-- GIVEN INSTRUCTION --
Please copy all of the records below word for word, leaving out the pictures.

-- INPUT MATERIAL --
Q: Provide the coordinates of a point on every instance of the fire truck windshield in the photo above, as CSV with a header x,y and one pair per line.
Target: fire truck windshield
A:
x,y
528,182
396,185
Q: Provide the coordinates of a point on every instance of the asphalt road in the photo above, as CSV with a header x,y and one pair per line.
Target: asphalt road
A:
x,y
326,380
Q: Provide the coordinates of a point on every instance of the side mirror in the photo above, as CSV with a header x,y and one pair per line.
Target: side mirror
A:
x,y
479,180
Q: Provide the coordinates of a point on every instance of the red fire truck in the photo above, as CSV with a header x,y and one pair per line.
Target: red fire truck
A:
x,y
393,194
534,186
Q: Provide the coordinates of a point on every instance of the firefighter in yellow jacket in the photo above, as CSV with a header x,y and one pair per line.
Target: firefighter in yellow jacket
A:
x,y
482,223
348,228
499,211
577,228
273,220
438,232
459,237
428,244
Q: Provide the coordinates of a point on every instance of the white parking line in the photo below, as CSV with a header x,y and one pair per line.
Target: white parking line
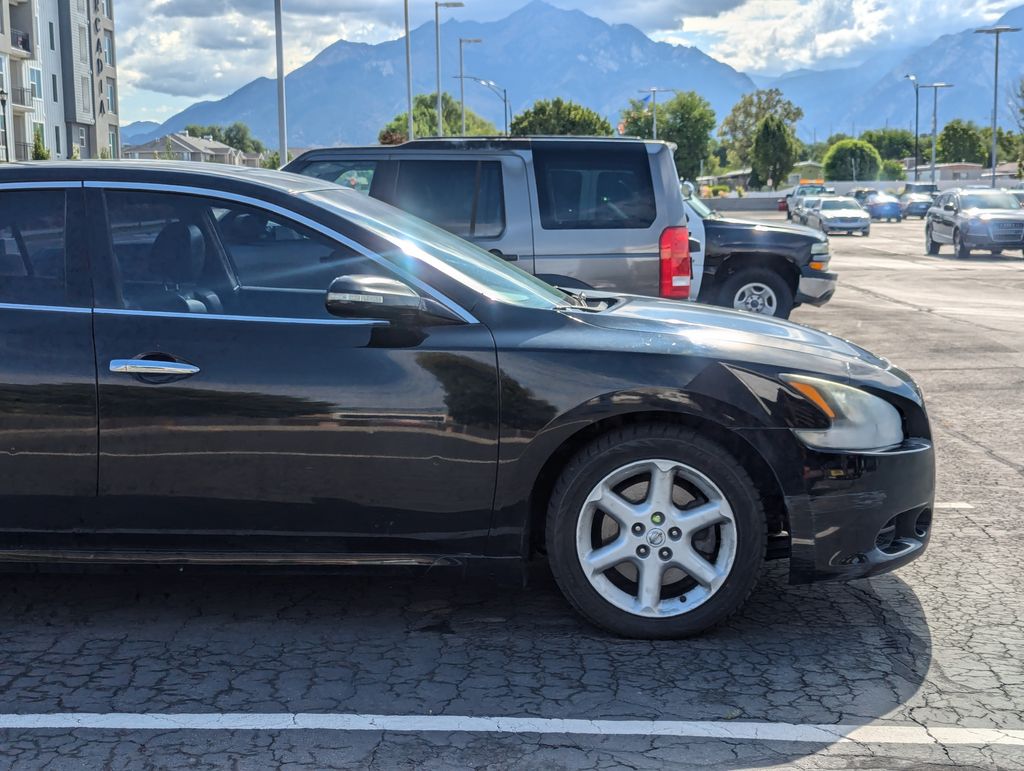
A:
x,y
826,734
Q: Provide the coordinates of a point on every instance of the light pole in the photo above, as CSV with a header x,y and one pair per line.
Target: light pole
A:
x,y
996,31
282,118
409,76
437,42
462,77
935,117
501,93
653,99
916,125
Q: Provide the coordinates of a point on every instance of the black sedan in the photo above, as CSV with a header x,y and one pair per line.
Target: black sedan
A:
x,y
207,366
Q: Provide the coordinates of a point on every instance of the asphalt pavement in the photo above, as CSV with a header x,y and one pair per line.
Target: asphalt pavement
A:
x,y
923,668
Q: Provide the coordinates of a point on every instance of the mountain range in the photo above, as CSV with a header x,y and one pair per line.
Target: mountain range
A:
x,y
348,91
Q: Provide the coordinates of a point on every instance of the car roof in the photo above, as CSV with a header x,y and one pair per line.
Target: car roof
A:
x,y
159,172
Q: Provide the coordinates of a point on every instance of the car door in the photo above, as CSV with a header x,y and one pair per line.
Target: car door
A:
x,y
231,402
47,371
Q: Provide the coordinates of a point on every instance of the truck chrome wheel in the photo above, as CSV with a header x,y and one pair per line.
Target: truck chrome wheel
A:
x,y
656,538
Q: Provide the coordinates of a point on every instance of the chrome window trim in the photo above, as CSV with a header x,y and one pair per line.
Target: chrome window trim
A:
x,y
48,308
227,317
39,185
464,314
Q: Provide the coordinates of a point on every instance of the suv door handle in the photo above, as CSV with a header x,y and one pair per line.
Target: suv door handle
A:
x,y
152,367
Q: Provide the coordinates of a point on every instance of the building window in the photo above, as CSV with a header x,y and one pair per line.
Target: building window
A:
x,y
86,94
112,95
36,80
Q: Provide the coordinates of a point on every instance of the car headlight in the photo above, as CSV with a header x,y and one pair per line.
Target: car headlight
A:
x,y
859,420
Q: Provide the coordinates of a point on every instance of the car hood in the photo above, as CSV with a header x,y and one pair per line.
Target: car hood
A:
x,y
691,329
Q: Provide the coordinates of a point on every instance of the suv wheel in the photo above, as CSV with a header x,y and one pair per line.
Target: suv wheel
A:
x,y
960,248
758,291
654,531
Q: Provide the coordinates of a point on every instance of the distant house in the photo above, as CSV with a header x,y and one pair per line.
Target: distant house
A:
x,y
181,146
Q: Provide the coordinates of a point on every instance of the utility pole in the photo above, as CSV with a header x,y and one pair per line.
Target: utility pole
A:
x,y
437,41
282,118
996,31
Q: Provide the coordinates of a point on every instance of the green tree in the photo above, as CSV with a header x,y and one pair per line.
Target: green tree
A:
x,y
852,159
686,120
892,144
559,117
892,170
425,121
39,152
740,126
774,151
962,140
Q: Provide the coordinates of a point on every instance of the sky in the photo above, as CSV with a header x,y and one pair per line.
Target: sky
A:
x,y
174,52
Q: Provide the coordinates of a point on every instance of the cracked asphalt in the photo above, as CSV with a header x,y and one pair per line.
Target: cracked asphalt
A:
x,y
938,644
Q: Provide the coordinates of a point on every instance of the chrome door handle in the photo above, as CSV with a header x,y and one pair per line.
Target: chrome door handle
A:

-- THE SOLUTION --
Q: Provide the coordinates of a point on every instance of the fire truck windshield in the photo above, as CSV with a header x,y and one pair per line.
Target: fire truck windshield
A:
x,y
528,182
396,185
Q: Provide the coordinates of a point on every instance of the asphalt road in the photo above, as CSV with a header x,y and one pair per line.
Target: asphalt road
A:
x,y
326,380
Q: Provide the coordinates of a point on every instance of the side mirror in the photo above, as CSV with a header x,y and one pair per line.
Target: side mirror
A:
x,y
479,180
Q: Provide the coordinates of a point on every instance of the red fire truck in the photo above, as CSV with a header x,y and one pair per line.
Target: red fire truck
A:
x,y
393,194
534,186
Q: Provide the coordinates of a point on every instance of the firefighter in yellow jacket in the photo above, as CSV with a header x,y and one pair per line.
Target: firefighter in yellow jacket
A:
x,y
482,223
348,228
499,211
577,228
273,220
438,232
459,237
428,244
Q: Provide the coordinates of a point on every instance of the white parking line in the photo below, as CSV with a header x,y and one pair per line.
Target: white parking line
A:
x,y
826,734
Q: Provide the coordinates of a point on every instance of the light pole in the photo above, as CSV with a header x,y and one pair per line.
Target: light pole
A:
x,y
996,31
282,118
409,76
437,42
462,77
935,117
501,93
653,99
916,125
Q: Provide the coordinates of a point on every instance of the black sedan in the photo above, as CSV with a header x,y and one pair per line.
Target: black sedan
A:
x,y
207,366
Q: Provide the coordinates of a point on every instance of the asphalt pavement in the photo above, as CSV with a header x,y and one pair per line.
Target: asphalt pavement
A:
x,y
923,668
Q: Provide the coordinates of a point on every instance of the mountain range in the photo above, as CSV with a header x,y and one pair per line.
Target: mountain range
A:
x,y
348,91
Q: Provide the coordinates of a point on every instance of the car roof in the photo above, as CSV with a header x,y and one pair per line.
Target: car roof
A:
x,y
159,172
Q: Provide the coordinates of a point on every instance of the car door in the photo above, as CSV with a header x,y and one pair per line.
Target: car door
A:
x,y
231,402
47,371
Q: Provide the coordinates of a point on every instance of the truck chrome wheel in the photo above, as CSV with a header x,y and one pair per line.
Target: truck chrome wheel
A:
x,y
656,538
Q: Provide the coordinates of a point on every instance of the chrome window trim in the photo above, as CSV with a header x,y and one pair per line.
Target: chrome window trim
A:
x,y
48,308
227,317
39,185
464,314
Q: Provide the coordinates of a point on every instance of the suv door handle in the photo above, as CSV with a header x,y and one pair per line.
Target: suv door handle
A:
x,y
152,367
Q: Provide the coordinates of a point on every instance of the building window in the photo above, as CSV with a header x,y and one pair per line.
Target: building window
A:
x,y
86,94
112,95
36,80
Q: Provide the coordinates of a point on every instance of the car headlight in the photo above, as CSV with a header x,y and one pair per line.
Target: car headlight
A:
x,y
859,420
Q: Provide the coordinates of a point on every instance of the car hood in the photo above, as CSV with a header x,y and one pair per line.
Target: car hood
A:
x,y
691,329
Q: Provide the coordinates of a point on every instance of the suv wheel in the photo above, as CSV with a header x,y and one pair per line.
Target: suv wheel
A:
x,y
960,248
758,291
654,531
Q: Provide the coordinates of a point on every instance of the distant house in the photo above, as CSV with a header x,y and one pair per line.
Target: distant house
A:
x,y
181,146
Q: Provide the coordinates of a point on every instance of the utility pole in the photo above, as CSV with a header x,y and one pair per line.
Target: utility pole
A:
x,y
437,41
282,118
996,31
Q: Provide the coordinates of a point on every instance of the green tree in the photo above, as CSV with a header x,y and one pair per line.
Target: green tree
A:
x,y
852,159
686,120
892,144
559,117
892,170
425,121
39,152
740,126
774,151
962,140
Q: Provide the coordinates of a point on every instance of the sky in the photo above, as CSV with a header x,y and one pair per line.
Target: sky
A:
x,y
174,52
Q: Provide the coordinates of a point on every instance of the cracked asphalt in the photo above, as CSV with a header x,y and one pair per line.
Target: cracked asphalt
A:
x,y
938,644
Q: Provide the coordinates of a point on every instance of the chrome door handle in the photo above, as CSV with a header x,y and one pair per line.
Target: chrome door handle
A:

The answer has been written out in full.